-- EXTRACT TO READ start --
Languages: Italian, Spanish.
Born: Italy, August 27, 1955
Naturalization & Selective Service Registration
Question: I came to this country as a lawful permanent resident when I was 24 years old. Five years later I filed for citizenship. At my interview, the Immigration Officer asked me if I ever registered for the Selective Service. I was not sure what he was asking me. I know I did not register with anyone. My citizenship was denied because of that. Can I ever become a citizen?
Answer: Yes you may still be eligible to become a United States Citizen. Any male who is a US citizen or who was a lawful permanent resident between the ages of 18-27 must register with the Selective Service Administration. You are ineligible to become a United States Citizen if you did not register for the selective service as a lawful permanent resident. Now that you are 29 years old, it is too late for you to register. There is an exception to the above rule: if you did not know you had to register. In order for you to obtain your citizenship, you must prove that you did not know you had to register and that the Selective Service never notified you of your requirement to register. You may need a lawyer to help you.
Citizenship Requirements and Selective Service Registration
Question: I want to become a United States citizen. I have been here since I was 20 and I am now 32. I filed once for naturalization but was turned down because I did not register for selective service before I turned 26 years old. Will I ever be eligible to become a United States citizen?
Answer: In order to become a United States citizen, among other things, you must meet the good moral character requirements for the five (5) years preceding the application. Failing to knowingly and willfully register for selective service between 18 and 26 years old allows the Immigration Service to conclude that you lack the good moral character. However, since you are over 31, your failure to register for selective service can no longer be used against you because it is now outside the five (5) year statutory period. That can no longer be a basis to deny your application for naturalization.
Criminal Conviction and Immigration Consequences
Question: In 1981, I was convicted of felony possession of marijuana. I have a green card. I want to travel to Trinidad for my grandmother’s funeral, but I am afraid that they won’t let me back in. Can I travel?
Answer: Unfortunately, your 1981 conviction for possession of marijuana makes you deportable under the immigration laws of the United States. If you were to travel outside the United States, it is more than likely that when you return you will be placed into removal (deportation) proceedings. You may even be detained until you can see an immigration judge, which could take 10 days or maybe even 2 weeks. By traveling outside the United States, you are in essence alerting the Immigration Service that you have a conviction. Fortunately, you are eligible for relief from removal. If placed into removal proceedings, you may file for Section 212(c) waiver. With this waiver, you will have to show that your positive equities far outweigh any negative equities. Positive equities include but are not limited to duration of status in this country, your familial ties in the US, your history of employment. Negative equities are your criminal convictions and any immigration violations. Once the evidence is presented before the Immigration Judge, he or he/she will make a determination on whether your positive equities outweigh your negative equities.
-- EXTRACT TO READ end --
-- ENTRIES PROVIDED start --
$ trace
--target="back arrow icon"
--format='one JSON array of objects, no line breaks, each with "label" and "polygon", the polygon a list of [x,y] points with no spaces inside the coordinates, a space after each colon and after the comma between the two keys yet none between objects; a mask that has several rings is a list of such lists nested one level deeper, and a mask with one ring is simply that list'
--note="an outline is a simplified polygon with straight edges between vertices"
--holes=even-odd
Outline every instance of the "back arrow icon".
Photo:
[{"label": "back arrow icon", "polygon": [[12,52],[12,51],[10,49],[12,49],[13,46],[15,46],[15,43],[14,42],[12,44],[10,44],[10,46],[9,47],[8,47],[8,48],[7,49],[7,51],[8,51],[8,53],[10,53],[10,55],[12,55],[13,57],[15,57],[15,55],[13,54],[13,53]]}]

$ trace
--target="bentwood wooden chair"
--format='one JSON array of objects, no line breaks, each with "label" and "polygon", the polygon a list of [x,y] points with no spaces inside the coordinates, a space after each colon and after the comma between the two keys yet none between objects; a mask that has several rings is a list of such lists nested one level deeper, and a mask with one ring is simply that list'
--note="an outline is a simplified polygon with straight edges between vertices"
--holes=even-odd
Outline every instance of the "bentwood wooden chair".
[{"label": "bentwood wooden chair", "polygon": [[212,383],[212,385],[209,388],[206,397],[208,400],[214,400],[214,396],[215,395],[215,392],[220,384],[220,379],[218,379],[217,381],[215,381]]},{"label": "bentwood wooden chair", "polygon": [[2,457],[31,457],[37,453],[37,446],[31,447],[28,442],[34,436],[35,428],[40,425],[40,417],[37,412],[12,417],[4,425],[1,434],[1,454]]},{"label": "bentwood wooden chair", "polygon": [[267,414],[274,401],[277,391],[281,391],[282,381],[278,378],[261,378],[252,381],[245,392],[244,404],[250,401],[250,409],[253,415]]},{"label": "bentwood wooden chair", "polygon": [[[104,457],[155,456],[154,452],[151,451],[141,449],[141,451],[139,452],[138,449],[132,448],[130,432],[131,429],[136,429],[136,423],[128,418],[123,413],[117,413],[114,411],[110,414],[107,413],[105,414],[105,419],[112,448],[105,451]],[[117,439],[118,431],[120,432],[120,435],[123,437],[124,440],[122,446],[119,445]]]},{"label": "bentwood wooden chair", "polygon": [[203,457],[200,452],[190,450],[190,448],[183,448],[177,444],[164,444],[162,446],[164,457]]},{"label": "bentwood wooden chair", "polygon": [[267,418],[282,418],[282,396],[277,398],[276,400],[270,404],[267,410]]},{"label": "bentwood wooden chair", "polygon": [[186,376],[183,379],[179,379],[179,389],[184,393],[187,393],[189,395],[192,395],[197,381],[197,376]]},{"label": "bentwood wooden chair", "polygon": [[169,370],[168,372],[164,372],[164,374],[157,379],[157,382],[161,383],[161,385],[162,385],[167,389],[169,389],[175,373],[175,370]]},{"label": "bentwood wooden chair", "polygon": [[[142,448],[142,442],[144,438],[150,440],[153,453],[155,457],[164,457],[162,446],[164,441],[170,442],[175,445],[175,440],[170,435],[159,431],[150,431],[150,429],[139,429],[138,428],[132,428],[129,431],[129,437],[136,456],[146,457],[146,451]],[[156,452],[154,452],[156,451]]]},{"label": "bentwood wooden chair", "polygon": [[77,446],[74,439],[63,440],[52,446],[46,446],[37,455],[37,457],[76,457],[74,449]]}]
-- ENTRIES PROVIDED end --
■ PROBLEM REQUIREMENTS ■
Carry on the immigration question-and-answer text from the point where it stops.

■ THE ANSWER ■
Can I get a visitor's visa while waiting for my immigrant visa?
Question: My husband lives as a green card holder in the US and I live in Jamaica. He filed for my green card in August 2000. He comes to Jamaica from time to time to see me, but I want to go to the United States and live with him. My friend told me that since I am intending to live in the United States, chances are that I would not be able to get a visitor’s visa. Is there any way I can enter the United States legally?
Answer: Your friend is correct that you would probably not be able to get a visitor’s visa. In order to do so, you would need to show your intent to only visit the United States, and not live here permanently. Because you have a legal permanent resident husband, and because he has already filed for you, I doubt that you would get a visitor’s visa issued to you as you have already shown your intent to live in the United States and not simply visit and return home. What I don’t understand is why you don’t have your green card already. Your date on the visa waiting list under the F2-A category is current. According to the May 2005 visa bulletin, legal permanent residents who filed for their spouses in 2002 are now eligible for their green cards. If your husband followed the correct procedure with the National Visa Center, and if, in fact, your visa petition is approved with an August 2000 priority date, then you should have already received a visa appointment to pick up your immigrant visa at the US Embassy. As you have been eligible for your permanent residence for some time, forget about a visitor’s visa and contact your husband or your government representative to find out what caused the delay in your green card application.
Filing for parents
Question: I am a citizen. I'm 20 and I want to file for my mom. Can I do that now? And can I include the rest of the family as her dependents so that they too can come here?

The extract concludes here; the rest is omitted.